**Task statement**
Pick every line with "target" from the material below.

**Provided records**
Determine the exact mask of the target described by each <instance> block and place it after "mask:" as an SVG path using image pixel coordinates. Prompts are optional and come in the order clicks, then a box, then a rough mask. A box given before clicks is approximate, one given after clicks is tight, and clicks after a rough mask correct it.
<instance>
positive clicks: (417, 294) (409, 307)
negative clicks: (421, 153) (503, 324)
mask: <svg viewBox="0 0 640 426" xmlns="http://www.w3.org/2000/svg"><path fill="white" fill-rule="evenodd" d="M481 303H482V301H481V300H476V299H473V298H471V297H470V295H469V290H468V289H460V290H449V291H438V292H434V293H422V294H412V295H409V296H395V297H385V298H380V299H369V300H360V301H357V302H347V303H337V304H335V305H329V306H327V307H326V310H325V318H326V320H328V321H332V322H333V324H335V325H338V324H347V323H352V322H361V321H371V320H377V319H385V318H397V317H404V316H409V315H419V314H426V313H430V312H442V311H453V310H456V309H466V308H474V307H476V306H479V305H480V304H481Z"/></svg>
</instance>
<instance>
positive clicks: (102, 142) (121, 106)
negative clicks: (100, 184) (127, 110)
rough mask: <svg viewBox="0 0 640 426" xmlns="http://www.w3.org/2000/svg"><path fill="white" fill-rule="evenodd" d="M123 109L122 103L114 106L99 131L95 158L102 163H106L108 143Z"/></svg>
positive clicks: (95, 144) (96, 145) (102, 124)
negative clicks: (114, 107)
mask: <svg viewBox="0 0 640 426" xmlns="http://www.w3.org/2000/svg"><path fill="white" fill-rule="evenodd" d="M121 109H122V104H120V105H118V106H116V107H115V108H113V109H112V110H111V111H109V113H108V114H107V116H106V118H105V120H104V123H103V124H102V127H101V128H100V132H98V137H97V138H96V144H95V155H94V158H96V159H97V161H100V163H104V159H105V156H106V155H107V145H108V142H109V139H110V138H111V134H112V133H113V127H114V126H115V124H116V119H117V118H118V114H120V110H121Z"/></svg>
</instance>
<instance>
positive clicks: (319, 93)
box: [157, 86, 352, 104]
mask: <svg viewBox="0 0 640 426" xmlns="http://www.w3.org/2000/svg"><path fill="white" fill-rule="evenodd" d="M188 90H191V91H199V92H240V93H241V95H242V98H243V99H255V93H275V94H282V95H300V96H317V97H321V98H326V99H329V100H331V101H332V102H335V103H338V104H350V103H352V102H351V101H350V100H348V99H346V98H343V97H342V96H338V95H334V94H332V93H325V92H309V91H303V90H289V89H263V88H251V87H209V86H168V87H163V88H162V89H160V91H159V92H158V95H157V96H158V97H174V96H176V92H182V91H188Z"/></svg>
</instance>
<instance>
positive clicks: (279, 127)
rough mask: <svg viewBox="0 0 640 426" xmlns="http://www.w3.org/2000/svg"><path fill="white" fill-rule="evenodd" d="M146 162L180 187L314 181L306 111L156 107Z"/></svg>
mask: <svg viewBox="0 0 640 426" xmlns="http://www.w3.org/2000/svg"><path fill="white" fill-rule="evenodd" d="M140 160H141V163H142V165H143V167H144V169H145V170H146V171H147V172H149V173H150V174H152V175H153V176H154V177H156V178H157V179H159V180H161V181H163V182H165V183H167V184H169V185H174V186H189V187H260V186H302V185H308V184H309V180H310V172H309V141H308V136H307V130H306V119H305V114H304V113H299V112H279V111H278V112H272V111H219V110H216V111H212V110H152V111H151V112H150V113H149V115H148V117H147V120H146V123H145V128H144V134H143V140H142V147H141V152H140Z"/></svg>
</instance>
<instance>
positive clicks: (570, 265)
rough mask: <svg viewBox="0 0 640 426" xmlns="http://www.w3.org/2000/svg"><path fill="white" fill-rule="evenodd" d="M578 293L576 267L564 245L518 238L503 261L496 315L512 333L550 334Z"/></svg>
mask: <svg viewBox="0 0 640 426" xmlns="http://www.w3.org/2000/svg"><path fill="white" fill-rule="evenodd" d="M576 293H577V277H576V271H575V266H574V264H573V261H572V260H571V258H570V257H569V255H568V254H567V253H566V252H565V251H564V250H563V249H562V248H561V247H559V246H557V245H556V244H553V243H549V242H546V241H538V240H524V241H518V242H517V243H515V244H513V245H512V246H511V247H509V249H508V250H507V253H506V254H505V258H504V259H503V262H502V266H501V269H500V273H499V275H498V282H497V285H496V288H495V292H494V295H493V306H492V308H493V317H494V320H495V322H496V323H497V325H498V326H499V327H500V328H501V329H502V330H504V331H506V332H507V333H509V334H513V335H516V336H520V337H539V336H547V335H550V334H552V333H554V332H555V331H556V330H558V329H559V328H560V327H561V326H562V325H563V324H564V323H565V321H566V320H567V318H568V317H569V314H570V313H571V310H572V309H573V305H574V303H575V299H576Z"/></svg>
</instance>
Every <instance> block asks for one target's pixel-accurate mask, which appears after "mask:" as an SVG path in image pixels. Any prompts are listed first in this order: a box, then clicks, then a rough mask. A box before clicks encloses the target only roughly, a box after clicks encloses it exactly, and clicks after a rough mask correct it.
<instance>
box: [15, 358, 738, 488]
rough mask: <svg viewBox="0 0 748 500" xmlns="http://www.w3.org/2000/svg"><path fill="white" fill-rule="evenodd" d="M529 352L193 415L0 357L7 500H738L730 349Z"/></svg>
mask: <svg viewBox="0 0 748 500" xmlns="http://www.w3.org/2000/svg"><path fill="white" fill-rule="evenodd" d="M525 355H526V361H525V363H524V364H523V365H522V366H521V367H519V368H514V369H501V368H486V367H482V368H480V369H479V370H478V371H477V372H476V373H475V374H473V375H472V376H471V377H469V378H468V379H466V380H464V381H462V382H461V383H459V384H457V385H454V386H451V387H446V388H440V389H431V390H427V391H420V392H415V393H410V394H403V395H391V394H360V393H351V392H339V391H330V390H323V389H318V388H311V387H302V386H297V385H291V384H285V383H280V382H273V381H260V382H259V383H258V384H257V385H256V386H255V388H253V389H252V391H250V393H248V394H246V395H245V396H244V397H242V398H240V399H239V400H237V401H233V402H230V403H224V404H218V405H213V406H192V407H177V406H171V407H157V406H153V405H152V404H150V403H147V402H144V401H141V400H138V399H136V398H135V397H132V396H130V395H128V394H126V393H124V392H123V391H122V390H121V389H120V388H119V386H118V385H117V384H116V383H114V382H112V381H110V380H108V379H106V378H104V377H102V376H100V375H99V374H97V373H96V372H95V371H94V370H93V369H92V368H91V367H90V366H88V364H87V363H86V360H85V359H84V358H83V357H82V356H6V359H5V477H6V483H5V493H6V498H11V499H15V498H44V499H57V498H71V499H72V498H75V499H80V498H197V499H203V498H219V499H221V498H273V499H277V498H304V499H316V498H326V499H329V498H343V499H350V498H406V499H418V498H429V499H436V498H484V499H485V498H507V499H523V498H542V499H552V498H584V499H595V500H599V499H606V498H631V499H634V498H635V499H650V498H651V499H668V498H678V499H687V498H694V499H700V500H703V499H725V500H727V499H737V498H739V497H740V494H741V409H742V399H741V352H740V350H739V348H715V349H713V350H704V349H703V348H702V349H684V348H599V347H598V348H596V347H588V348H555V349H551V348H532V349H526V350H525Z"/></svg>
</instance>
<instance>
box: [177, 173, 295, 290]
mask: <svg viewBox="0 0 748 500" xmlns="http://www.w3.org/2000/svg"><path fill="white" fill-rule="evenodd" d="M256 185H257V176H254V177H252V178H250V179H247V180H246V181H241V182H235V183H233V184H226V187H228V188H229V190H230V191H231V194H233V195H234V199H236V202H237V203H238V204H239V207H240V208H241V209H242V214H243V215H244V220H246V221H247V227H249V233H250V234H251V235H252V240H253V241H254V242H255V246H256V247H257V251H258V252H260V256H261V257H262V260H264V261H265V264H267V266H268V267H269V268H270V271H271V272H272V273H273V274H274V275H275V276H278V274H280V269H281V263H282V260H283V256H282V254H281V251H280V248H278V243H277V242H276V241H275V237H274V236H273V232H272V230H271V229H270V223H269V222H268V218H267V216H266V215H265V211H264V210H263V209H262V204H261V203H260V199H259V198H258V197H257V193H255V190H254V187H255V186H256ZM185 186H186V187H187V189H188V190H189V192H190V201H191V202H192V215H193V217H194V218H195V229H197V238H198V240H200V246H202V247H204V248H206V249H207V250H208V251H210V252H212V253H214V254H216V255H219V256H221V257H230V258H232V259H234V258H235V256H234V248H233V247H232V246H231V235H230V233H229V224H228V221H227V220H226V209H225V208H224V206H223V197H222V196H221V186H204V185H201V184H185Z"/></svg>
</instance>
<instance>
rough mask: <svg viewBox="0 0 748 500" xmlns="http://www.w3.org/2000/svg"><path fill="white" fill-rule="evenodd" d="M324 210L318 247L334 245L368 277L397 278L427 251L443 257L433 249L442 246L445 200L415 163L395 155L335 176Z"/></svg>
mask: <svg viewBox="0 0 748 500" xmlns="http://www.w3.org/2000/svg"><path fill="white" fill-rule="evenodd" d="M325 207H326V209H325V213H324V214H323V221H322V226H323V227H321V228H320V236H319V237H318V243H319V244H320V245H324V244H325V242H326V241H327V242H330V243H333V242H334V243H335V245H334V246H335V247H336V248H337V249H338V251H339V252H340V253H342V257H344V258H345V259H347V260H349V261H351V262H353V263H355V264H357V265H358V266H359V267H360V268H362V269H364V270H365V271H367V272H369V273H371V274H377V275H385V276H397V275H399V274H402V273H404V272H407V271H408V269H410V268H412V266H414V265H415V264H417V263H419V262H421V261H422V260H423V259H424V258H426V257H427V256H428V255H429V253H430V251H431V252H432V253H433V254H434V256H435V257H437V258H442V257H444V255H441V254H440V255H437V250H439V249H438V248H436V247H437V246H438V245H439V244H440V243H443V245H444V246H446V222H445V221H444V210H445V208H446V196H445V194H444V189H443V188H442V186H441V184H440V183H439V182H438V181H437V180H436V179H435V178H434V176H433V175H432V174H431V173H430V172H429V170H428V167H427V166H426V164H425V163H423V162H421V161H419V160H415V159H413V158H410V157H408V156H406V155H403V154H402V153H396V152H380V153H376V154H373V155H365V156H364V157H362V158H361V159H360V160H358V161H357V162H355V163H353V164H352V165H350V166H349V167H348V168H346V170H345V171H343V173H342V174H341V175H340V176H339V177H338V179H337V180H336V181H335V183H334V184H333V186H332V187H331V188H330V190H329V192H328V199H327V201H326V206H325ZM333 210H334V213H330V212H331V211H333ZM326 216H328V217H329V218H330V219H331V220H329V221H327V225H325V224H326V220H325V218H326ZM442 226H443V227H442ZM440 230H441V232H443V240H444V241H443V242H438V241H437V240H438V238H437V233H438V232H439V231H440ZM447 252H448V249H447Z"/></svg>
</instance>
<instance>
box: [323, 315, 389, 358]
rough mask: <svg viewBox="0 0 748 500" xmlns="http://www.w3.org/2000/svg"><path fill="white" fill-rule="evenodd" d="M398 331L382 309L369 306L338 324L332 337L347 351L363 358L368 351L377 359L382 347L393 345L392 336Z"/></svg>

**Expected answer**
Determine the exact mask of the target described by each <instance> block and place it after "mask:" as an SVG path using image pixel coordinates. Prompts are optional and come in the order clicks, then a box, then a rough mask. A box given before clicks is approximate, one given after clicks is tight, and clicks after a rough mask correct it.
Every <instance> block asks for one target's pixel-accurate mask, which appears after "mask:" as an SVG path in image pixels. Any prompts are listed first in this order: a box, then clicks, then a rough mask. A box before clicks encloses the target only roughly, a box after clicks encloses it exactly, and clicks after a rough mask correct it.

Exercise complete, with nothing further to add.